» **What you should do**
Find the line in the entries below that contains "Target: norwegian flag". Repeat it exactly, and every line after it through the line that contains "Target: white window frame".

Point localization data:
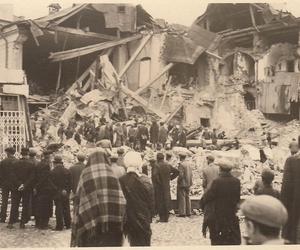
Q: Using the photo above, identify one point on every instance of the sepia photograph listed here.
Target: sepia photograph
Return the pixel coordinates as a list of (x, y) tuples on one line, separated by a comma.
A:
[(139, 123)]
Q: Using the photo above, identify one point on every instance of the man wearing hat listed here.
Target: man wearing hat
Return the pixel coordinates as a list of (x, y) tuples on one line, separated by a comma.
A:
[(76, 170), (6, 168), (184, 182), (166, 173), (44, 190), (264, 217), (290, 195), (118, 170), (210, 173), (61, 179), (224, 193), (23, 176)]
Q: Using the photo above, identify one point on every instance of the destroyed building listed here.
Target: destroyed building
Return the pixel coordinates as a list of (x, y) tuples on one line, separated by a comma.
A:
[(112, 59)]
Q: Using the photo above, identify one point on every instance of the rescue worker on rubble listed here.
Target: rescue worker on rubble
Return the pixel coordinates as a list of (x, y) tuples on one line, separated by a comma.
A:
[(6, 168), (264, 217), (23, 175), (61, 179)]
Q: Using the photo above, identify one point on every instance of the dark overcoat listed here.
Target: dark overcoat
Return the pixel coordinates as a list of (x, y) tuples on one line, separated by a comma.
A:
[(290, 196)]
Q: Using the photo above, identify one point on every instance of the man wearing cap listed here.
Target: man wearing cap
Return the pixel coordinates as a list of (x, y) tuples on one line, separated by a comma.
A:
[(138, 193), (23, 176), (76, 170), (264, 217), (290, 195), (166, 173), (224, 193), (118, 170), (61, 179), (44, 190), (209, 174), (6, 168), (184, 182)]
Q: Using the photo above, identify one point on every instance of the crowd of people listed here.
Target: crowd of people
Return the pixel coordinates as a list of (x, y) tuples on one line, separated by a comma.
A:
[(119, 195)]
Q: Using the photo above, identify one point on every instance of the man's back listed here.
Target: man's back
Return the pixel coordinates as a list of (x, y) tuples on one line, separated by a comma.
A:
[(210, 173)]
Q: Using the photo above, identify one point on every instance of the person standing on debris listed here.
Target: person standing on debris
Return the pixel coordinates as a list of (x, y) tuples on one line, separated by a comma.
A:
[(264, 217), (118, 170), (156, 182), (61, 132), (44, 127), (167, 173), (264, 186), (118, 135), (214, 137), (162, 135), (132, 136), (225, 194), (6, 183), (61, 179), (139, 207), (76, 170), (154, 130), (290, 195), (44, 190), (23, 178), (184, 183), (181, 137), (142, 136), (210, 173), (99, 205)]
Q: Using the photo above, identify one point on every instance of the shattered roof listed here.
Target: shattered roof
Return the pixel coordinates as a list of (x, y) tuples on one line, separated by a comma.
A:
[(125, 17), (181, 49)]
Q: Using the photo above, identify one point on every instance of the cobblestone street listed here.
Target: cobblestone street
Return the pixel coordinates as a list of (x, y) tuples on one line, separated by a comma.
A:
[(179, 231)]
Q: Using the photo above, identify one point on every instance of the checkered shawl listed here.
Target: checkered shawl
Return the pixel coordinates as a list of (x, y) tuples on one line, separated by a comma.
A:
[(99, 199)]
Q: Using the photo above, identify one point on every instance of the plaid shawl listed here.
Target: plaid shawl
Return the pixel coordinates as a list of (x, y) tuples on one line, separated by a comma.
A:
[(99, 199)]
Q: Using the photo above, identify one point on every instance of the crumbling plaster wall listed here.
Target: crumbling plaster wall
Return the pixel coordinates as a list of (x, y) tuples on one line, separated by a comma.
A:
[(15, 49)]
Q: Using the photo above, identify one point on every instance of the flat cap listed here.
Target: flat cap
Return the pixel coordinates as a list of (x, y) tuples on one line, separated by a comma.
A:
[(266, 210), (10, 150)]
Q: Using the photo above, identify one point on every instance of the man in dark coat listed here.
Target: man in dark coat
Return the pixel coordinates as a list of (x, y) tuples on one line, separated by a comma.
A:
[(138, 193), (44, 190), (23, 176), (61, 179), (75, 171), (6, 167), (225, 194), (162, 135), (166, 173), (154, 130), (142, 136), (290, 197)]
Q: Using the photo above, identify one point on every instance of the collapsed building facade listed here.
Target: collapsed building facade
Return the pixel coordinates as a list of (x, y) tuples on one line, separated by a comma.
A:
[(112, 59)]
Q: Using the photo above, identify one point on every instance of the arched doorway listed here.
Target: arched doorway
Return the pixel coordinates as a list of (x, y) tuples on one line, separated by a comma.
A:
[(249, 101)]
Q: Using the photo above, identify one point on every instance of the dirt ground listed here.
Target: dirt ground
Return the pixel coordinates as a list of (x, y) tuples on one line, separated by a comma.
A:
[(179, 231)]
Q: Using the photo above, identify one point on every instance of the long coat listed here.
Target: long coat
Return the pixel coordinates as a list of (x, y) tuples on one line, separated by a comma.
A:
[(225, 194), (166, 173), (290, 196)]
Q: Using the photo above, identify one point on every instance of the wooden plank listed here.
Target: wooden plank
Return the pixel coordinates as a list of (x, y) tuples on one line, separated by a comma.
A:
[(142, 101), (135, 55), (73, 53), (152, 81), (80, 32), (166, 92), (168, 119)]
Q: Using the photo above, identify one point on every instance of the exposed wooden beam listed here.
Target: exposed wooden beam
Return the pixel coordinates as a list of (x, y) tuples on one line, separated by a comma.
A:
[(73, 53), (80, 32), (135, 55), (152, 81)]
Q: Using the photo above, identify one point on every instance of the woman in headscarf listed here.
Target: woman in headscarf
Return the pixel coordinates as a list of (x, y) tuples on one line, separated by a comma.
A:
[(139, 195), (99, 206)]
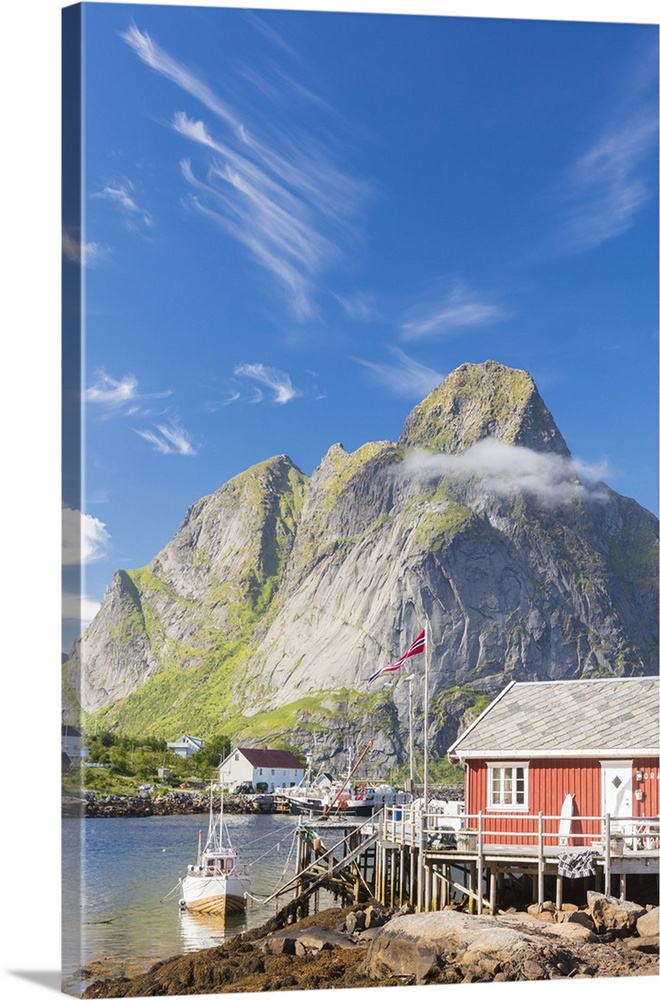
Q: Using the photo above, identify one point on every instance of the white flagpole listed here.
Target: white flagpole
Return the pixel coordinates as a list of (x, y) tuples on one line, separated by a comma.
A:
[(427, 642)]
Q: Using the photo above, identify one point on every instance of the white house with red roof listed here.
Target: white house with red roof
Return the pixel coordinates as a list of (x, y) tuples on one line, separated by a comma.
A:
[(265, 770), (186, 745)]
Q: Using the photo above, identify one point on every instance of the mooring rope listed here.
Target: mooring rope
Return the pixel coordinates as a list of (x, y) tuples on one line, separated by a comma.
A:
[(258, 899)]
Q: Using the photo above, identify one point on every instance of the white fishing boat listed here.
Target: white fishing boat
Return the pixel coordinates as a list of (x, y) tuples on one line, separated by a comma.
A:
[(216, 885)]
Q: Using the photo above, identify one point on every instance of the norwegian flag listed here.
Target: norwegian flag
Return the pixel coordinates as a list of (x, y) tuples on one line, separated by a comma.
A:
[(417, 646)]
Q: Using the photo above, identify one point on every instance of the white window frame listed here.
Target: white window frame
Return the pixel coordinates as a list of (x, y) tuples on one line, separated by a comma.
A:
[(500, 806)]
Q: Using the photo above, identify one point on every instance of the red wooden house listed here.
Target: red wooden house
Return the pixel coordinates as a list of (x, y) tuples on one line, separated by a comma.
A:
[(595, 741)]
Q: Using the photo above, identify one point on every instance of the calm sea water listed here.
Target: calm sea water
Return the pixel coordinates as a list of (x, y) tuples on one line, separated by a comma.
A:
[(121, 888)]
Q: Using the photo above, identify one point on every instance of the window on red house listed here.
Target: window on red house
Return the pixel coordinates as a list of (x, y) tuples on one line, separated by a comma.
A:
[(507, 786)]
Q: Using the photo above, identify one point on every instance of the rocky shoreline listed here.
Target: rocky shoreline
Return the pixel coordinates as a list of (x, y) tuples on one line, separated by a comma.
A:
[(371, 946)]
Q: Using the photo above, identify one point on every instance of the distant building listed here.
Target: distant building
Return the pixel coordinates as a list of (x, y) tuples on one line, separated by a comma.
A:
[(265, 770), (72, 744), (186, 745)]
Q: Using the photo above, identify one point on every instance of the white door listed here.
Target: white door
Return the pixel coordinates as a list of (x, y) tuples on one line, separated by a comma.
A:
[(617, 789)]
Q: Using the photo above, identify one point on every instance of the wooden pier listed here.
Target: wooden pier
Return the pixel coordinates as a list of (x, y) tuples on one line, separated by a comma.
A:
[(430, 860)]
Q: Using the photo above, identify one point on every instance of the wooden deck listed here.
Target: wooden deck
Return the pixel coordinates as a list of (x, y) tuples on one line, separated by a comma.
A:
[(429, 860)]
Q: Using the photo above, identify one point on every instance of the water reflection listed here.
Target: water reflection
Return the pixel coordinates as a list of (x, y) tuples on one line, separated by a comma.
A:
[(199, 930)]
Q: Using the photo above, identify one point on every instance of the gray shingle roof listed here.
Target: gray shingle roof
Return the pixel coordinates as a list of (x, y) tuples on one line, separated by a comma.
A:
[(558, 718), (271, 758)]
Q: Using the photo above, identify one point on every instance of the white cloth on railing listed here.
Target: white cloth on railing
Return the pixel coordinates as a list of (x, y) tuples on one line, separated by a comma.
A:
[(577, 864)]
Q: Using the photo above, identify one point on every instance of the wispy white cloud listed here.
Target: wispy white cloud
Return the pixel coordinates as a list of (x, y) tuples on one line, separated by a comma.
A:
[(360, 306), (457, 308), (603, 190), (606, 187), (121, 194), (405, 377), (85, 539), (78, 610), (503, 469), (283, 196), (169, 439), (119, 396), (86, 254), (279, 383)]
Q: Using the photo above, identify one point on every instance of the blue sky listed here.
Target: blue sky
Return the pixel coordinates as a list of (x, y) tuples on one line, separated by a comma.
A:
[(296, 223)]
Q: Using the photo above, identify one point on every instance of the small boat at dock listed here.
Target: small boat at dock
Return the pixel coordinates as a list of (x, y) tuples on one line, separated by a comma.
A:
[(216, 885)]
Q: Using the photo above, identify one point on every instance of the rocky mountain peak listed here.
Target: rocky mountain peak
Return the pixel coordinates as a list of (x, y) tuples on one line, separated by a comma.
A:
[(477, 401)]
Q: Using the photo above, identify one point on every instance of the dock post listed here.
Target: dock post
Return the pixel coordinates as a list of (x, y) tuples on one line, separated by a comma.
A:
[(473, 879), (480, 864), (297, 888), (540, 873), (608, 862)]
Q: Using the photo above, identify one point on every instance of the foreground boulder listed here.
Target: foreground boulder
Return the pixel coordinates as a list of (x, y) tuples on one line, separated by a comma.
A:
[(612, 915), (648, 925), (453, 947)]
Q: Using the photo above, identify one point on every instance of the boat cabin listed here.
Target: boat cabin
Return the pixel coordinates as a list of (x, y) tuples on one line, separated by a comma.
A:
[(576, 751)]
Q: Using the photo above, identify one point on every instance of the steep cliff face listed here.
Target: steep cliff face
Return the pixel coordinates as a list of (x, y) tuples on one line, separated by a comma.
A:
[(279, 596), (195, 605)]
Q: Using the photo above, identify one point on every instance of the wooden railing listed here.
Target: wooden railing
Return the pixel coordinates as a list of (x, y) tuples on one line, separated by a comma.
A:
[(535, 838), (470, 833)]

» **Task answer**
Target: norwegian flag
Return the pixel coordinates as a list of (x, y) tuples on one line, separated by a comma.
A:
[(417, 646)]
Q: Using the photo above, identify one point on every instance of the white window frame listed here.
Target: white window frame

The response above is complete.